Document
━━━━━━━━━━━━━━━━

Flying to New York, with traffic to and from La Guardia Airport, flight delays and security lines, has become “an absolute horror show,” he says. A recent one-hour flight turned into four hours of exasperation. Rosen says the Acela, which takes about 3½ hours to get from Boston’s Back Bay Station to Pennsylvania Station in midtown Manhattan, is more comfortable and reliable. “The train is much better, and you can do your work and use your cell phone during the whole trip,” he says.

While airlines are running later and with more delays than ever — a third of flights arrived late at La Guardia Airport between June 1 and Aug. 15, according to Flightstats.com — Acela’s performance is improving. The train is running on time 88 percent of the time, so far this year — up from 84 percent a year ago. It was 90 percent on time in June. With Amtrak selling every seat on some Acela trains in peak travel periods, Amtrak recently added another weekday Acela roundtrip between New York and Washington to keep up with growing demand. The new train dropped all but one stop, Philadelphia, shaving 15 minutes off the normal 2¾-hour, five-stop New York-Washington trip.

All this represents a big change for Amtrak, the perennial Rodney Dangerfield of passenger transportation, which has faced scathing criticism in recent years for late trains and poor service. The Bush administration has in recent years tried to cut or eliminate its federal subsidies, which total $1.3 billion in 2007. And allies of the White House remain harsh critics. “Amtrak still needs to change its way of doing business,” says Joseph Boardman, the Bush administration’s top rail official as head of the Federal Railroad Administration and an Amtrak board member.

━━━━━━━━━━━━━━━━

Data records
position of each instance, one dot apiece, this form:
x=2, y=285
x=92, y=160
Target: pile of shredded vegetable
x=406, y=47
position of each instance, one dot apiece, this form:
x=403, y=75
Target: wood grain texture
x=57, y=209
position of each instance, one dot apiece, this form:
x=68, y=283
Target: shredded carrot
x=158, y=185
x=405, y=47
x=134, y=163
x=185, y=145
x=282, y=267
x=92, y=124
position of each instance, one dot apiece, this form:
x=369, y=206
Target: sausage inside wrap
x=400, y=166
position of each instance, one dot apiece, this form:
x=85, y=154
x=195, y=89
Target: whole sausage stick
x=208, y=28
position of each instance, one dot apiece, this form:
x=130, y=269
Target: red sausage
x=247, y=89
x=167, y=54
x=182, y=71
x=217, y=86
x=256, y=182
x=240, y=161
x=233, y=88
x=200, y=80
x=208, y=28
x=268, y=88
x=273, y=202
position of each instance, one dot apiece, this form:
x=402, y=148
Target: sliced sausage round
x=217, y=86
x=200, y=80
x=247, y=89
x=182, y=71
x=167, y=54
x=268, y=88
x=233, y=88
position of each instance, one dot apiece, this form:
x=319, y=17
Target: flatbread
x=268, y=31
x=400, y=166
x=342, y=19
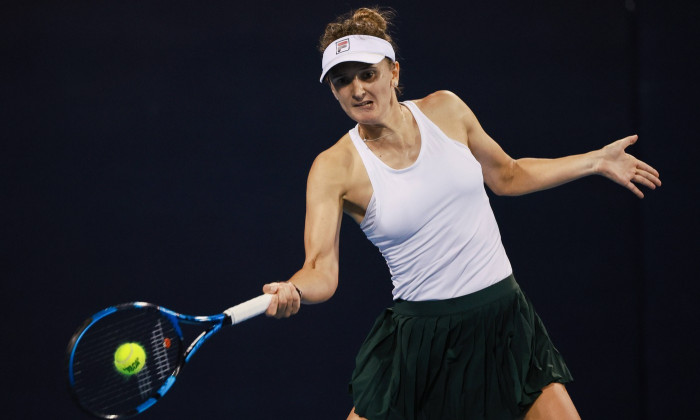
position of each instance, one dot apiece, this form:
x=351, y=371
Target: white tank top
x=432, y=221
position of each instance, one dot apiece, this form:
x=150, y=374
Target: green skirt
x=485, y=355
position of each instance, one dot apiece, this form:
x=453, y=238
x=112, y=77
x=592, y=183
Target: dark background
x=158, y=151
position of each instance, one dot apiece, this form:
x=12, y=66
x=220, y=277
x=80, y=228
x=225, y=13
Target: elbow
x=502, y=183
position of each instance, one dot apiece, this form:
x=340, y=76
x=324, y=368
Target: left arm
x=507, y=176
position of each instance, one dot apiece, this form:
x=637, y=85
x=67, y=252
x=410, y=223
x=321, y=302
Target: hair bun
x=365, y=16
x=363, y=21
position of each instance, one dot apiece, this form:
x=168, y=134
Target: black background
x=158, y=151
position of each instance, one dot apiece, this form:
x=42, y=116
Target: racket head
x=95, y=383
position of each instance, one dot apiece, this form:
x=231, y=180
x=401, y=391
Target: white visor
x=362, y=48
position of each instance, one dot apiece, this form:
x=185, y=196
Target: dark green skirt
x=485, y=355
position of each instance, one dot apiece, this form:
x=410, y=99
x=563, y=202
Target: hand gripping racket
x=104, y=391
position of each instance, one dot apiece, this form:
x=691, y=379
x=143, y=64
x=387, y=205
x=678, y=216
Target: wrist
x=596, y=162
x=301, y=295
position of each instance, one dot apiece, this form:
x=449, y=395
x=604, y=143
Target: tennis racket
x=104, y=391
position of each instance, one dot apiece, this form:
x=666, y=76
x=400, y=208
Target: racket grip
x=248, y=309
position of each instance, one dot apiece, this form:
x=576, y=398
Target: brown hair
x=363, y=21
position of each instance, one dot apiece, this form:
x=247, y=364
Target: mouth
x=363, y=104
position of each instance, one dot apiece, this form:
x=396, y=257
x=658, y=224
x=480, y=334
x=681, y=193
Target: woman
x=462, y=341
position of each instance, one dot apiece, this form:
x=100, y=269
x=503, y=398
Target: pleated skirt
x=485, y=355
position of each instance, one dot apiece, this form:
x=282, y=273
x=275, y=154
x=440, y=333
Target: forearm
x=528, y=175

━━━━━━━━━━━━━━━━

Problems and tasks
1/ In the Acela article, repeat the passage word for word, starting with "While airlines are" and going on through "New York-Washington trip.".
2/ According to the Acela article, what was the train's on-time rate in June?
3/ List every figure in the Acela article that is given with the word "percent".

Answers per task
1/
While airlines are running later and with more delays than ever — a third of flights arrived late at La Guardia Airport between June 1 and Aug. 15, according to Flightstats.com — Acela’s performance is improving. The train is running on time 88 percent of the time, so far this year — up from 84 percent a year ago. It was 90 percent on time in June. With Amtrak selling every seat on some Acela trains in peak travel periods, Amtrak recently added another weekday Acela roundtrip between New York and Washington to keep up with growing demand. The new train dropped all but one stop, Philadelphia, shaving 15 minutes off the normal 2¾-hour, five-stop New York-Washington trip.

2/ 90 percent.

3/ 88 percent, 84 percent, 90 percent